Sul tema dei dazi e delle “sparate” di Donald Trump siamo sommersi da opinioni propagandistiche che fanno più rumore che chiarezza. Il dibattito è polarizzato: chi prova ad approfondire viene subito bollato come “pro” o “contro”, senza spazio per una riflessione lucida. Ma l’opinione personale su Trump, piaccia o no, è del tutto irrilevante in ottica geopolitica. Quello che conta è il piano economico che sta delineando per gli Stati Uniti e che, inevitabilmente, avrà ricadute anche su di noi. Ho provato a mettere le cose in fila, per provare a capire cosa sta succedendo e quali strategie dovremo mettere in atto a casa nostra per restare al passo.
Il contesto di partenza è un buco gigantesco, da 2 trilioni di dollari. Il debito pubblico USA ha superato i 36 trilioni di dollari. Lo scrivo in numeri così si capisce meglio: $36.000.000.000.000,00. Il bilancio 2025 prevede 6 trilioni di spesa contro 4 di entrate: un disavanzo strutturale da colmare. Senza misure correttive, si arriverebbe a 38 trilioni di debito in un lampo.
In questo scenario Trump propone un piano fondato su tre direttrici, con l’ambizione di riequilibrare i conti pubblici e rilanciare l’economia nazionale. Ho provato a riassumerlo.

● ● ● ●

• ESERCIZI PROPOSTI
• A. Nel testo sui dazi di Trump, elenca tutte le cifre espresse in trilioni di dollari e indica per ciascuna a che cosa si riferisce.
• B. Prosegui il testo sui dazi di Trump a partire dall'ultima frase riportata.

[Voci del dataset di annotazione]
● ● ● ●

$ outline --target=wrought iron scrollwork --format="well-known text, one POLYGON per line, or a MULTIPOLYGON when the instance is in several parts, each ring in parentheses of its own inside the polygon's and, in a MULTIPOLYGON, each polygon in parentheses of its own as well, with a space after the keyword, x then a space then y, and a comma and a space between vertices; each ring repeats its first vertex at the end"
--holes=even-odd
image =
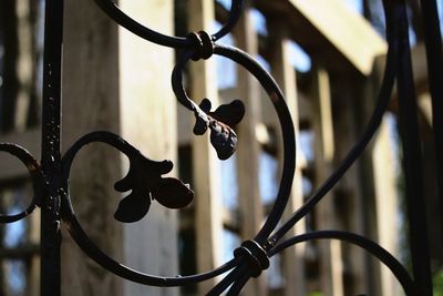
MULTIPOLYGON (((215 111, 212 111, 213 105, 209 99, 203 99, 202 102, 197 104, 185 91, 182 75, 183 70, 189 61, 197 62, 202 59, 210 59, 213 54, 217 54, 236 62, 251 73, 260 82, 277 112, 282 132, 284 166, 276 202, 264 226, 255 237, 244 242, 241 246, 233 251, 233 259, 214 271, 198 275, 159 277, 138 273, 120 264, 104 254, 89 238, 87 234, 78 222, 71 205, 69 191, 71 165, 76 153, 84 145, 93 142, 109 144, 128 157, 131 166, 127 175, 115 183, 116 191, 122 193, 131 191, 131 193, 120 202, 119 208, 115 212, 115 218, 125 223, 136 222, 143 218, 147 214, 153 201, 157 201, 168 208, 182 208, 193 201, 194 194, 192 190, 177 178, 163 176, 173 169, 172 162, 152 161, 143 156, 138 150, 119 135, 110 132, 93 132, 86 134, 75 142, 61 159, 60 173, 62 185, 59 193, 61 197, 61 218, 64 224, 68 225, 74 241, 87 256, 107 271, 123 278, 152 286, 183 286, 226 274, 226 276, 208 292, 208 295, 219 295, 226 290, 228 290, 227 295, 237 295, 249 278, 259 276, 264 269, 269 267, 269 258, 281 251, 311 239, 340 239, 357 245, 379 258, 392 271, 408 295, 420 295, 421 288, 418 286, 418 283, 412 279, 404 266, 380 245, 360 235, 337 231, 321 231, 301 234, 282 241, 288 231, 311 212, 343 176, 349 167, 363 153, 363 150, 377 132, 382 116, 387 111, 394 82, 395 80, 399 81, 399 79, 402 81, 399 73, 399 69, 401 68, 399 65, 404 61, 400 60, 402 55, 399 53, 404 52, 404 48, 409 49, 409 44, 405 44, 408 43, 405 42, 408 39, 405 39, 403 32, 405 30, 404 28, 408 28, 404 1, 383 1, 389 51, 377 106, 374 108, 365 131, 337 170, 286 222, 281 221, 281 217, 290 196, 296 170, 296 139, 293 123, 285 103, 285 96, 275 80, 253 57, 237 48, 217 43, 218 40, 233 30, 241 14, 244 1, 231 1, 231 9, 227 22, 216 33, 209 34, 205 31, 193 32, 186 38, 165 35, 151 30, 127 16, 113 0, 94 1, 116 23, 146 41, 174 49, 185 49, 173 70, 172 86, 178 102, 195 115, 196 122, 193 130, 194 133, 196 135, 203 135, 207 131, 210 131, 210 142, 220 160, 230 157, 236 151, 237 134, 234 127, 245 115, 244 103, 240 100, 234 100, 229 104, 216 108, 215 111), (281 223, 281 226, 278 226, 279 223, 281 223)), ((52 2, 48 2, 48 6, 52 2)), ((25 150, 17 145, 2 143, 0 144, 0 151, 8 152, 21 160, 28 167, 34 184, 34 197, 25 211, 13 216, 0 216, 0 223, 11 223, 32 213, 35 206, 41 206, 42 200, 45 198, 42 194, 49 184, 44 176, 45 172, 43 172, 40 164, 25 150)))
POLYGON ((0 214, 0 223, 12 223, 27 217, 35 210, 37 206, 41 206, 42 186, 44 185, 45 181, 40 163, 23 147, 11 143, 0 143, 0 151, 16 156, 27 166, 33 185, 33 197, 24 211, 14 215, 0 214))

● ● ● ●

• SOLUZIONI
• A.
- 2 trilioni: il buco da cui parte il contesto
- 36 trilioni: il debito pubblico USA già superato
- 6 trilioni: la spesa prevista dal bilancio 2025
- 4 trilioni: le entrate previste dal bilancio 2025
- 38 trilioni: il debito che si raggiungerebbe senza misure correttive

• B.
Il primo asse prevede il taglio della spesa pubblica: gli USA puntano a ridurre la spesa di 1 trilione, partendo dall’eliminazione di sprechi e frodi con il lavoro di Elon Musk e del DOGE. Esempi? I pagamenti previdenziali a “centenari” registrati come ultracentenari… di 150 anni. Ci piace pensare che la corruzione sia un problema solo Italiano, ma anche negli USA e nel resto del mondo la burocrazia genera inefficienze e aree grigie dove si insinuano i “furbetti”. La narrativa dell’America “perfetta” regge poco all’esame dei dati. L’obiettivo qui è semplice: recuperare risorse da destinare dove serve.
Il secondo pilastro punta a un incremento delle entrate pubbliche tra 1 e 2 trilioni, attraverso tre canali:
- Dazi doganali: Trump mira a far salire le entrate da tariffe da 50 a 500 miliardi. Le critiche si concentrano sul rischio di ritorsioni commerciali da parte degli altri Stati, ma gli USA sono il primo mercato di consumo al mondo. Consumano per 20 trilioni all’anno e sono il più grande importatore del mondo (importano prodotti per un valore di 3 trilioni all’anno). Chi vorrebbe davvero rinunciarvi?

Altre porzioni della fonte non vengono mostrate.